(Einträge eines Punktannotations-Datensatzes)
....................

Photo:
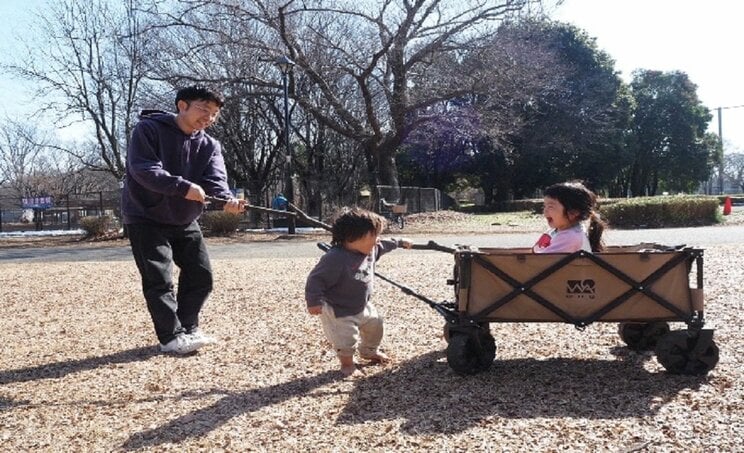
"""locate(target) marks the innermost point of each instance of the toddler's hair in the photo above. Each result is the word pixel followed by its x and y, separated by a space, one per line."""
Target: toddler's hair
pixel 574 196
pixel 354 223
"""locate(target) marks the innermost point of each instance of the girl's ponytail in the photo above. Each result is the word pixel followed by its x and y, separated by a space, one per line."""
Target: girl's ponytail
pixel 596 228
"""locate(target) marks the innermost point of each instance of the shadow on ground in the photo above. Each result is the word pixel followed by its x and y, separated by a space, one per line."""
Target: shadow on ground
pixel 421 391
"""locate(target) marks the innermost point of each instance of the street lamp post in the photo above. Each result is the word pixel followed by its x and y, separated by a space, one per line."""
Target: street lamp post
pixel 285 65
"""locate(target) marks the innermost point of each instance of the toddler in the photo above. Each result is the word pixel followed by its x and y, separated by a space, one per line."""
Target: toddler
pixel 338 289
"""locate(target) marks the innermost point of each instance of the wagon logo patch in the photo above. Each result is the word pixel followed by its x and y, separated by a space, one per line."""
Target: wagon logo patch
pixel 581 289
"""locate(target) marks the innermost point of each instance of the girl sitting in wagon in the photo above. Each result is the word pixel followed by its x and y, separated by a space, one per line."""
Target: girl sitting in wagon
pixel 566 207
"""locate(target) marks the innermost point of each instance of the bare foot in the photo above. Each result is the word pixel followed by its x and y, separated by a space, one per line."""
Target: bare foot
pixel 377 357
pixel 350 371
pixel 348 367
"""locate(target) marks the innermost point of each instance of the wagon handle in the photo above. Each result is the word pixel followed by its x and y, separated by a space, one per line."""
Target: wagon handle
pixel 446 313
pixel 431 245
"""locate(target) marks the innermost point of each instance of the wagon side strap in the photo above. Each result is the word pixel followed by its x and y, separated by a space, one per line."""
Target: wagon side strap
pixel 635 286
pixel 525 288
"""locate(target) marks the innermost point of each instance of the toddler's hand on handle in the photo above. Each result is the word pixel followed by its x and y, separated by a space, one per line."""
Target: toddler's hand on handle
pixel 196 193
pixel 234 206
pixel 405 243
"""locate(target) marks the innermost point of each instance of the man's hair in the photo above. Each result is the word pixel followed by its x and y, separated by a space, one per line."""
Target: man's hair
pixel 199 93
pixel 354 223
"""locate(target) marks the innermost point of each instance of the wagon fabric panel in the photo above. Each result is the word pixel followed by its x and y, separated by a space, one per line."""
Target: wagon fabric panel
pixel 619 285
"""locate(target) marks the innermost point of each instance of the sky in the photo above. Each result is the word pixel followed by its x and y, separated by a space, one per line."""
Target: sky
pixel 700 38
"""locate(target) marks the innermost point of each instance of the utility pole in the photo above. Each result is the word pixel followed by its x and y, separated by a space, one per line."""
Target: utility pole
pixel 720 137
pixel 285 65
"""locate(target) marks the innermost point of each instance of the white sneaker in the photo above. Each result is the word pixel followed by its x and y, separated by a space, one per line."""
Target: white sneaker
pixel 182 344
pixel 198 336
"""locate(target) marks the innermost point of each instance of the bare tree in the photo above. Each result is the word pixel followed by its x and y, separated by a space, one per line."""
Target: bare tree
pixel 21 152
pixel 355 60
pixel 90 70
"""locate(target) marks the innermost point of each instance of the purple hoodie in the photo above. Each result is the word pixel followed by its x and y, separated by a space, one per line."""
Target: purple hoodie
pixel 162 162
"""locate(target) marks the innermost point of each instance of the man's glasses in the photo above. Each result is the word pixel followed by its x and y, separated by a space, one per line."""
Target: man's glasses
pixel 212 115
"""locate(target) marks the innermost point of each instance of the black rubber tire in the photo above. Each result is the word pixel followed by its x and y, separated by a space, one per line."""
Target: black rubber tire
pixel 674 350
pixel 470 353
pixel 642 336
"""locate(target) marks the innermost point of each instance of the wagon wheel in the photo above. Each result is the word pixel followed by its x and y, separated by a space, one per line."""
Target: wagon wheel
pixel 680 353
pixel 470 353
pixel 642 336
pixel 446 329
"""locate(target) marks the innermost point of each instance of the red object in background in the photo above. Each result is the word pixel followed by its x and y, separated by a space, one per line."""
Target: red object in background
pixel 727 206
pixel 544 241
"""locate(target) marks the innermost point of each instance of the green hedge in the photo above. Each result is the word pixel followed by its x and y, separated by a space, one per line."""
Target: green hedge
pixel 662 212
pixel 220 223
pixel 96 226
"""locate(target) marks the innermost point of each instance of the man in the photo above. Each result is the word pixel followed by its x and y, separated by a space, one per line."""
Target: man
pixel 172 164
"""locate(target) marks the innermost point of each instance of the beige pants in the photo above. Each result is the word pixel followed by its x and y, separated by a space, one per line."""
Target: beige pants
pixel 345 332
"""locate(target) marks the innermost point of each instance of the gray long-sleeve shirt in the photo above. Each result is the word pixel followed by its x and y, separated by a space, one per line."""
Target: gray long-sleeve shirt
pixel 344 279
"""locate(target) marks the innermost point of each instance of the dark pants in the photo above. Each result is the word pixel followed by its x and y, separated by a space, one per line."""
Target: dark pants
pixel 156 248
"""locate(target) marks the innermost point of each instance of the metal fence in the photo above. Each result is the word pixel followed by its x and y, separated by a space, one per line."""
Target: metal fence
pixel 417 199
pixel 63 213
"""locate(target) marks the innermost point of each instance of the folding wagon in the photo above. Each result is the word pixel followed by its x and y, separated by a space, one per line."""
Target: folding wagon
pixel 640 287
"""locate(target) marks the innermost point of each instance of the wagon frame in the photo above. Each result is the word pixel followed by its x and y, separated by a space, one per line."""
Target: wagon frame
pixel 487 290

....................

◆ **Ihre Aufgabe**
Schreiben Sie den Abschnitt vom Anfang des Materials bis einschließlich der Zeile, die „pixel 596 228“ enthält, wortgetreu ab. Die Bilder lassen Sie in Ihrer Antwort weg.

◆ **Ergebnis der Übung**
Photo:
"""locate(target) marks the innermost point of each instance of the toddler's hair in the photo above. Each result is the word pixel followed by its x and y, separated by a space, one per line."""
Target: toddler's hair
pixel 574 196
pixel 354 223
"""locate(target) marks the innermost point of each instance of the girl's ponytail in the photo above. Each result is the word pixel followed by its x and y, separated by a space, one per line."""
Target: girl's ponytail
pixel 596 228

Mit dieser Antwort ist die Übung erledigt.